● What you have to do
Return, word for word, only the lines from the one containing "Pick out the gray-green" through the last line of the entries.
==========
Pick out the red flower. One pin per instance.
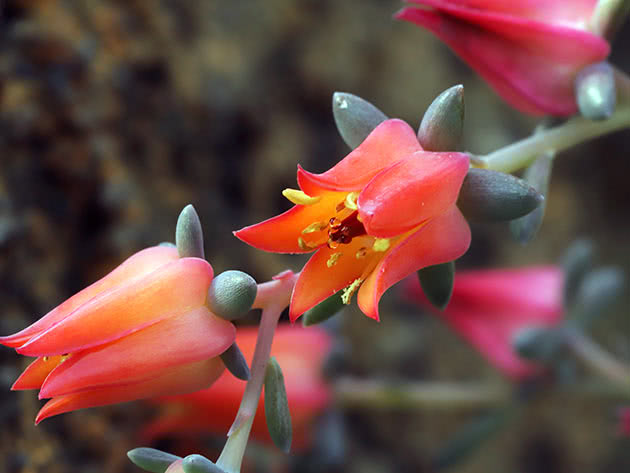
(141, 331)
(300, 353)
(386, 210)
(489, 307)
(528, 50)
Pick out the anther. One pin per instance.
(299, 197)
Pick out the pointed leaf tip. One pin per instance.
(235, 362)
(232, 294)
(188, 234)
(355, 117)
(200, 464)
(596, 92)
(493, 196)
(277, 407)
(442, 126)
(151, 459)
(437, 283)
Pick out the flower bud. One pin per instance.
(277, 407)
(494, 196)
(200, 464)
(437, 283)
(231, 294)
(235, 362)
(595, 91)
(442, 126)
(324, 310)
(150, 459)
(188, 234)
(355, 117)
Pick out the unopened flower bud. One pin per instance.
(493, 196)
(595, 91)
(231, 294)
(355, 117)
(188, 234)
(442, 126)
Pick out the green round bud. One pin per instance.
(231, 294)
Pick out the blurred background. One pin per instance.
(116, 114)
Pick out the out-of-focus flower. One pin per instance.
(143, 330)
(384, 211)
(489, 307)
(299, 351)
(528, 50)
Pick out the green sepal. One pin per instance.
(437, 283)
(277, 407)
(151, 459)
(355, 118)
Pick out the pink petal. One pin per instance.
(140, 264)
(194, 336)
(443, 238)
(171, 290)
(402, 196)
(390, 142)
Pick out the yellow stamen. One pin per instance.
(298, 197)
(381, 244)
(333, 259)
(361, 253)
(351, 200)
(350, 290)
(315, 227)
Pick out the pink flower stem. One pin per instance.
(272, 297)
(522, 153)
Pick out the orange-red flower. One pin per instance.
(300, 353)
(489, 307)
(143, 330)
(386, 210)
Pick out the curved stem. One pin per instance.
(577, 130)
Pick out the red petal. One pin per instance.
(317, 281)
(280, 234)
(194, 336)
(402, 196)
(530, 64)
(140, 264)
(444, 238)
(171, 290)
(176, 380)
(390, 142)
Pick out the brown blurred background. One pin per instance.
(114, 115)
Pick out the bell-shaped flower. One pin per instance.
(384, 211)
(143, 330)
(528, 50)
(300, 352)
(489, 308)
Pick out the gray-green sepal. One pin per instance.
(355, 118)
(442, 126)
(596, 92)
(231, 294)
(235, 362)
(188, 234)
(525, 228)
(326, 309)
(277, 407)
(151, 459)
(437, 283)
(200, 464)
(492, 196)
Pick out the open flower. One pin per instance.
(528, 50)
(300, 353)
(143, 330)
(489, 307)
(384, 211)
==========
● Result for this task
Pick out the gray-green sepal. One pin per instance.
(355, 118)
(442, 126)
(596, 92)
(231, 294)
(235, 362)
(188, 234)
(525, 228)
(326, 309)
(277, 407)
(151, 459)
(437, 283)
(200, 464)
(492, 196)
Pick out the open flower. One pin per instance.
(528, 50)
(300, 353)
(143, 330)
(489, 307)
(384, 211)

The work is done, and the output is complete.